> **Directive**
Give back the full material, exactly as it reads.
**** Records for this task
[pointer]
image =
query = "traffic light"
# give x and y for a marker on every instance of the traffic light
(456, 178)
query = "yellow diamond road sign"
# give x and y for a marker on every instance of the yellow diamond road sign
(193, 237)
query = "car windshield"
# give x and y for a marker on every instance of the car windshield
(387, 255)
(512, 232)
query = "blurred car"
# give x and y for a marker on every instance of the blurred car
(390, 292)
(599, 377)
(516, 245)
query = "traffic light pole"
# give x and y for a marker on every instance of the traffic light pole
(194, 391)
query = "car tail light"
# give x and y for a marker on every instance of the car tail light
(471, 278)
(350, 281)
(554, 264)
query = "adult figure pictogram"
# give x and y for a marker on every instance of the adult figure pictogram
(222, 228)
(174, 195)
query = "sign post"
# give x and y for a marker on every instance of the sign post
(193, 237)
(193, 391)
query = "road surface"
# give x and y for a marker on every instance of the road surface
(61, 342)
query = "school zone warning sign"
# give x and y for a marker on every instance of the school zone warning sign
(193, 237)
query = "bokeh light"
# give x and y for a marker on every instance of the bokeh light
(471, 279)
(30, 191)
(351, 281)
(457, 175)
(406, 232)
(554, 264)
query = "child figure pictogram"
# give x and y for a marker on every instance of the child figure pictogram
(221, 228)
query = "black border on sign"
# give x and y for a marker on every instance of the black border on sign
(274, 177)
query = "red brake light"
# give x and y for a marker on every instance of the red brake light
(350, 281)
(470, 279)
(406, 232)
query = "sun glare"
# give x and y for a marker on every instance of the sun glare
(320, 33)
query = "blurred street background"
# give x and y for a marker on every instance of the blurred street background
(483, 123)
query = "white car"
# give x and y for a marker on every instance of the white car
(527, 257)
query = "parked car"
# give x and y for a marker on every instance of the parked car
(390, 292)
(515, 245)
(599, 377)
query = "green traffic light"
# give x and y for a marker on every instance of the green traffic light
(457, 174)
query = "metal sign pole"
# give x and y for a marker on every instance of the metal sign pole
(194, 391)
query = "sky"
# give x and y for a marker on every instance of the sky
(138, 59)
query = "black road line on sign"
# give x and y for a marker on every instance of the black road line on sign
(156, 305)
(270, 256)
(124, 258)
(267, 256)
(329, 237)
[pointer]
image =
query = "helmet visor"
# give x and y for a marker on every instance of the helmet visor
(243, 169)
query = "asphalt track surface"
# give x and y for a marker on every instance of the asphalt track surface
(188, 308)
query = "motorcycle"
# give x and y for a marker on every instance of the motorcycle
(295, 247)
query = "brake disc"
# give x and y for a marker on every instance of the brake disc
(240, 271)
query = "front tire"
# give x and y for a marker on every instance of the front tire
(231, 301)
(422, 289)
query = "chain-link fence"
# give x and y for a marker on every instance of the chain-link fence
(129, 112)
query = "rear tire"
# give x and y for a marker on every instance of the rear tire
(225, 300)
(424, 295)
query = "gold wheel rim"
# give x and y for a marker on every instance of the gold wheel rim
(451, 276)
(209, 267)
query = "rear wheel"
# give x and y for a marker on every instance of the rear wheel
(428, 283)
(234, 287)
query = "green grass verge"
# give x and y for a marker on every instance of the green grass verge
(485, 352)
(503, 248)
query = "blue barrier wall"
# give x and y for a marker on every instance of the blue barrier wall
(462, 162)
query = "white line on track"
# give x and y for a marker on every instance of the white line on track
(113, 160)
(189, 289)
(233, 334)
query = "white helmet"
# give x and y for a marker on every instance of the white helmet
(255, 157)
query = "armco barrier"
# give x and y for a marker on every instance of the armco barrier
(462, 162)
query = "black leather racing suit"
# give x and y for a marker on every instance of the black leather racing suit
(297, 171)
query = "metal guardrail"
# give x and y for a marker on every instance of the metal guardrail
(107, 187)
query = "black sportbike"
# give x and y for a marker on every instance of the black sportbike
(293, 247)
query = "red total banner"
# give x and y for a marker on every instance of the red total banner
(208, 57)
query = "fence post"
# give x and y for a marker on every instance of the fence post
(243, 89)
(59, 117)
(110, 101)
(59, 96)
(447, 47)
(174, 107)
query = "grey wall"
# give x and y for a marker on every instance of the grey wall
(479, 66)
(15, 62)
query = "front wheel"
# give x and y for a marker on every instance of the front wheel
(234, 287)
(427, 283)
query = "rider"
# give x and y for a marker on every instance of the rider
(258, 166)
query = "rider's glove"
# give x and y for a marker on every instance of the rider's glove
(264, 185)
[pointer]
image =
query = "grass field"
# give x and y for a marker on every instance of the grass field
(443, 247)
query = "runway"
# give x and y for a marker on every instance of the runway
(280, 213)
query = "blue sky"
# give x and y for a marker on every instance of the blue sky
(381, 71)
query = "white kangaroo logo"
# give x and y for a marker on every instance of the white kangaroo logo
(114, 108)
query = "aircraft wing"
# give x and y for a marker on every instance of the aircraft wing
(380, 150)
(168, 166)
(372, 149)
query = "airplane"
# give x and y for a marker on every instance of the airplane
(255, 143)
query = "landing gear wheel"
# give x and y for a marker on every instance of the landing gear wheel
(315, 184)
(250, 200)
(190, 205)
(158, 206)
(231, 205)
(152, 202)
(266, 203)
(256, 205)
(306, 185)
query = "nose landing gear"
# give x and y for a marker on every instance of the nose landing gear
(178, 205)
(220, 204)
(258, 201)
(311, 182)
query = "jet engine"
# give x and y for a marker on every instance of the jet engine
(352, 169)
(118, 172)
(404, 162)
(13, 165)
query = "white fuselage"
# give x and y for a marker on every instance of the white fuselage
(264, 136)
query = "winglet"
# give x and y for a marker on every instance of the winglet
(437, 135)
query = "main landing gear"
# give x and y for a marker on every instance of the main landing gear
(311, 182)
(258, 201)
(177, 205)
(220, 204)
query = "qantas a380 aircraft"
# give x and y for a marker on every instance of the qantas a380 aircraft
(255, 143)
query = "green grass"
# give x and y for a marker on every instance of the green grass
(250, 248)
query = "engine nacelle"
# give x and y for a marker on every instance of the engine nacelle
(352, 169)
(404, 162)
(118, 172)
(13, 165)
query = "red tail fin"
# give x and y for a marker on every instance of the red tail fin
********
> **Finished task**
[pointer]
image =
query = "traffic light"
# give x and y for a marker on every instance of the traffic light
(456, 178)
query = "yellow diamond road sign"
# give x and y for a marker on every instance of the yellow diamond road sign
(193, 237)
query = "car windshield"
# give x and y for a marker on every instance of the car windshield
(387, 255)
(512, 232)
query = "blurred car"
# give x and y for a marker on every instance of the blurred car
(390, 292)
(599, 377)
(516, 245)
query = "traffic light pole"
# give x and y for a marker on every instance of the traffic light pole
(194, 391)
query = "car tail light"
# give x and y for a marker on every instance of the car tail light
(471, 278)
(350, 281)
(554, 264)
query = "adult figure pictogram"
# give x and y for a marker on every instance of the adult figure pictogram
(222, 228)
(174, 195)
query = "sign post"
# give x and y for a marker on every instance of the sign post
(193, 237)
(193, 391)
query = "road surface"
# give x and y for a marker on every instance of the road surface
(61, 342)
query = "school zone warning sign"
# give x and y for a marker on every instance of the school zone warning sign
(193, 237)
query = "bokeh light"
# give x and y for a marker on every instance of the bokeh light
(471, 279)
(30, 191)
(351, 281)
(457, 175)
(406, 232)
(554, 264)
query = "child figure pictogram"
# give x and y for a marker on every instance of the child figure pictogram
(221, 228)
query = "black border on sign"
# give x and y for a marker on every instance of the black border on sign
(274, 177)
query = "red brake light"
# give x and y for a marker on every instance of the red brake light
(350, 281)
(470, 279)
(406, 232)
query = "sun glare"
# give x and y for a marker on every instance of the sun glare
(320, 33)
query = "blurred street background"
# give x and y for a marker on every instance of the blurred street background
(483, 123)
query = "white car"
# give x and y for a marker on every instance of the white car
(527, 257)
query = "parked car"
# give x and y for a marker on every instance of the parked car
(390, 292)
(515, 245)
(599, 377)
query = "green traffic light"
# give x and y for a marker on every instance of the green traffic light
(457, 174)
query = "metal sign pole"
# give x and y for a marker on every instance of the metal sign pole
(194, 391)
query = "sky"
# give x and y for a marker on every instance of the sky
(138, 59)
query = "black road line on sign"
# give x and y for a marker on every instance of the black road line on sign
(156, 305)
(270, 256)
(124, 258)
(267, 256)
(329, 237)
[pointer]
image =
query = "helmet visor"
# give x and y for a marker on every instance of the helmet visor
(243, 169)
query = "asphalt track surface"
# give x and y for a marker on every instance of the asphalt track surface
(188, 308)
query = "motorcycle"
# give x and y for a marker on every instance of the motorcycle
(295, 247)
query = "brake disc"
# give x and y for a marker on every instance of the brake disc
(240, 271)
query = "front tire"
# give x and y for a marker on every instance of the front tire
(231, 301)
(422, 289)
query = "chain-link fence"
# give x and y for a marker on every instance of the chain-link fence
(129, 112)
query = "rear tire"
# give x and y for a marker on every instance of the rear tire
(225, 300)
(424, 295)
query = "gold wheel rim"
# give x and y for a marker on every instance of the gold wheel rim
(451, 276)
(209, 267)
query = "rear wheel"
# give x and y for a marker on every instance of the rear wheel
(428, 283)
(234, 287)
query = "green grass verge"
# give x and y for a marker on every instance of the green grass verge
(485, 352)
(503, 248)
query = "blue barrier wall"
# give x and y for a marker on every instance of the blue barrier wall
(462, 162)
query = "white line on track"
# give x and y for a marker on every instance of the white line on track
(113, 160)
(189, 289)
(233, 334)
query = "white helmet"
# give x and y for a marker on every instance of the white helmet
(255, 157)
query = "armco barrier"
# give x and y for a marker on every instance of the armco barrier
(462, 162)
query = "black leather racing suit"
# give x and y for a marker on every instance of the black leather racing suit
(297, 171)
query = "metal guardrail"
# give x and y for a marker on every instance of the metal guardrail
(107, 187)
query = "black sportbike"
# give x and y for a marker on every instance of the black sportbike
(293, 247)
query = "red total banner"
# give x and y for a marker on every instance of the red total banner
(208, 57)
query = "fence post"
# give x and y for a marker on every instance of the fence post
(243, 89)
(59, 117)
(110, 101)
(59, 96)
(447, 47)
(174, 107)
query = "grey wall"
# give x and y for a marker on every instance of the grey wall
(479, 66)
(15, 62)
query = "front wheel"
# give x and y for a marker on every instance of the front wheel
(234, 287)
(427, 283)
query = "rider"
# give x and y for a marker on every instance of the rider
(258, 166)
query = "rider's glove"
# give x and y for a marker on every instance of the rider's glove
(264, 185)
[pointer]
image =
query = "grass field"
# give x and y for a marker on every instance of the grass field
(443, 247)
query = "runway"
# give x and y for a marker on every instance of the runway
(280, 213)
query = "blue sky"
# give x and y for a marker on every instance of the blue sky
(381, 71)
query = "white kangaroo logo"
# give x and y for a marker on every instance of the white kangaroo logo
(114, 108)
query = "aircraft wing"
# give x and y for a marker on every instance of the aircraft wing
(380, 150)
(168, 166)
(372, 149)
query = "airplane"
# give x and y for a marker on every instance of the airplane
(255, 143)
query = "landing gear wheel"
# give x and y for a marker on every instance of the landing gear wheel
(315, 184)
(250, 200)
(190, 205)
(158, 206)
(231, 205)
(152, 202)
(266, 203)
(256, 205)
(306, 185)
query = "nose landing gear"
# give x and y for a marker on every instance of the nose landing gear
(178, 205)
(220, 204)
(258, 201)
(311, 182)
query = "jet engine"
# give x and y for a marker on every instance of the jet engine
(352, 169)
(118, 172)
(404, 162)
(13, 165)
query = "white fuselage"
# give x and y for a marker on every instance of the white fuselage
(264, 136)
query = "winglet"
# give x and y for a marker on every instance of the winglet
(437, 135)
query = "main landing gear"
# give x and y for a marker on every instance of the main landing gear
(311, 182)
(258, 201)
(177, 205)
(220, 204)
query = "qantas a380 aircraft"
# give x and y for a marker on every instance of the qantas a380 aircraft
(255, 143)
query = "green grass"
# give x and y for a marker on every instance of the green grass
(250, 248)
query = "engine nacelle"
# give x and y for a marker on every instance of the engine nacelle
(352, 169)
(404, 162)
(118, 172)
(13, 165)
query = "red tail fin"
# give x and y for a marker on every instance of the red tail fin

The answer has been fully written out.